Texto proporcionado:
En este contexto, el “Estado de las autonomías” supondría un
retorno a la pluralidad de la
España preborbónica pero corrigiendo, claro está, las
deficiencias de un sistema que en el pasado habría sido en todo caso
irracional, caótico y feudalizante.
El profesor GAMBRA GUTIÉRREZ concluye
que el “Estado de las autonomías” es
un modelo estrictamente revolucionario: “Es
patente, tanto si se considera el espíritu de sus autores como la filosofía
política que le sirve de apoyo, que nos hallamos en presencia de un intento
ambicioso de organizar, de imponer desde arriba, desde la cumbre del poder, un
nuevo «modelo de sociedad» que se concibe otra vez, en consonancia con los
criterios racionalistas y mecanicistas de la politología contemporánea, como un
intento – en expresión de LOEWENSTEIN – de «traspasar la física de NEWTON a la
realidad socio-política», con un absoluto desprecio por las exigencias del
Derecho natural. (…). Es preciso insistir en este punto: el «estatuto» es una
fórmula puramente política, basada no en la autonomía de orden jurídico que
reclama el verdadero regionalismo, conforme al Derecho natural y sumisa a la
voluntad de Dios y al orden por Él creado, compatible por ello con un orden
jerárquico de cuerpos intermedios, sino en la autonomía abstracta y
voluntarista de origen kantiano, revolucionaria. Implica, teóricamente al
menos, el fraccionamiento parcial del poder legislativo, pero sin renunciar
para nada a su fundamentación en la potestad de la Voluntad general y en el
imperio absoluto de la Ley
y no, como en el Derecho foral, en la autoridad del Derecho y de la tradición”.
Este modelo trata de instrumentar una
esfera de autonomía para las entidades regionales y municipales, olvidando que
para revitalizar la sociedad, desmasificándola, liberándola del totalitarismo
tecnocratizado, es necesario comenzar desde sus bases, porque resulta
contradictorio comenzar desde arriba, imperativamente, mecánicamente .

Material proporcionado:

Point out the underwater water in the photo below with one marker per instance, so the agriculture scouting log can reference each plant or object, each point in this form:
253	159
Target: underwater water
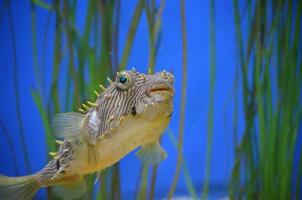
53	55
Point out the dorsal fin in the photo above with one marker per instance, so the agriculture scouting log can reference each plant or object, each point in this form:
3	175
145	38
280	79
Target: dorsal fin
66	125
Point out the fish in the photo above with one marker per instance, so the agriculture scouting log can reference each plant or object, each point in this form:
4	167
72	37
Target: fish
131	112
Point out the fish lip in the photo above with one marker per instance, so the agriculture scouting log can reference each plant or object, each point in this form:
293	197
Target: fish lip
161	89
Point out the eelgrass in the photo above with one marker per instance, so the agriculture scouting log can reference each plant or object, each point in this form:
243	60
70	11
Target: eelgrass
205	189
101	27
271	98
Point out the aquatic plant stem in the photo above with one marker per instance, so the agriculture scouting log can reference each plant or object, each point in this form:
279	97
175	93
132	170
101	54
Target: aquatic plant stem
16	90
205	189
183	100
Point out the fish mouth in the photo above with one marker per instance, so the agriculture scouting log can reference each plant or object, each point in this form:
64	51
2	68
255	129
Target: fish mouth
161	89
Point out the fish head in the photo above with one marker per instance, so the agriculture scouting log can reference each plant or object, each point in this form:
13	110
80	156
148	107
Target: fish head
134	93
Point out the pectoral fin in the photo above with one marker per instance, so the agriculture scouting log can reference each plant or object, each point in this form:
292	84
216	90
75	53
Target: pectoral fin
73	189
152	153
67	124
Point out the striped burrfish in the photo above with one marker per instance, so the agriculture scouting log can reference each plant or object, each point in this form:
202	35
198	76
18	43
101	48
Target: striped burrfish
133	111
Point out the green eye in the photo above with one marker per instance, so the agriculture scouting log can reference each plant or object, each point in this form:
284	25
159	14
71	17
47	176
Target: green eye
123	79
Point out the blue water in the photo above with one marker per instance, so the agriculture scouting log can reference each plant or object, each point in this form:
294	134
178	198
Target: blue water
169	57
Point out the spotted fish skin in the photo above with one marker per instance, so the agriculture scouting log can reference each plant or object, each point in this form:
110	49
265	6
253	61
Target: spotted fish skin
132	111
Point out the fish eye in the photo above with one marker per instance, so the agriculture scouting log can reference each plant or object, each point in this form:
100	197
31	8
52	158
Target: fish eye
123	80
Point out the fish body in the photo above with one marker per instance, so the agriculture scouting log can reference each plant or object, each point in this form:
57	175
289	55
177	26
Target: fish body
132	111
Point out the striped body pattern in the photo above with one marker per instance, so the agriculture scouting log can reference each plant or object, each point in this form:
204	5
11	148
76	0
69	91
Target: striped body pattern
133	111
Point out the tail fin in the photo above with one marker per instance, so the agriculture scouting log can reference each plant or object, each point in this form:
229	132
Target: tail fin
14	188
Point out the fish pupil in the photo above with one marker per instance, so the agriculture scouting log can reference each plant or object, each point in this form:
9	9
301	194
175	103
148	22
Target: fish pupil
58	164
133	110
123	79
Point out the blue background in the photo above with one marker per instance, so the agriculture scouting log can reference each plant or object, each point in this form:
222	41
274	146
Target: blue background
169	57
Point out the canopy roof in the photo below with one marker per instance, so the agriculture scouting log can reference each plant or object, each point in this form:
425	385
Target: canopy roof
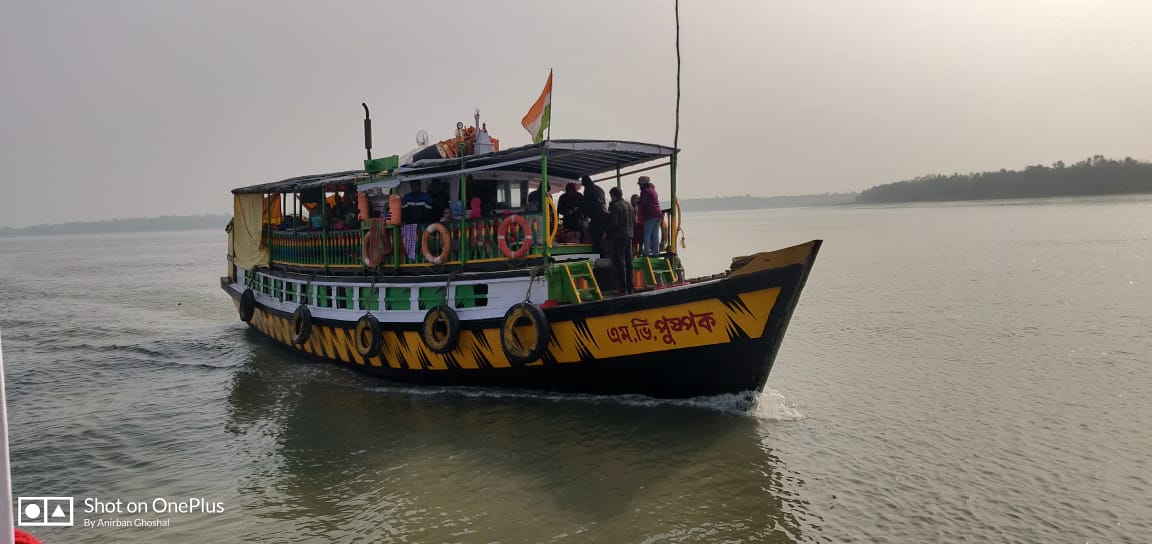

Tareas:
(1) Reproduce literalmente el fragmento del texto sobre el Estado de las autonomías que empieza en las palabras "En este contexto, el" y acaba tras "caótico y feudalizante.".
(2) Indica si cada afirmación coincide con el texto sobre el Estado de las autonomías. Responde sí o no y cita las palabras decisivas. (a) El profesor Gambra Gutiérrez concluye que el Estado de las autonomías es un modelo estrictamente revolucionario. (b) Según el texto, el estatuto renuncia a fundamentarse en la potestad de la Voluntad general. (c) La idea de traspasar la física de Newton a la realidad sociopolítica se atribuye a Kant.
Responde basándote únicamente en el texto.

Resultados en orden:
(1)
En este contexto, el “Estado de las autonomías” supondría un
retorno a la pluralidad de la
España preborbónica pero corrigiendo, claro está, las
deficiencias de un sistema que en el pasado habría sido en todo caso
irracional, caótico y feudalizante.

(2)
(a) Sí: "es un modelo estrictamente revolucionario".
(b) No: "pero sin renunciar para nada a su fundamentación en la potestad de la Voluntad general".
(c) No: "en expresión de LOEWENSTEIN".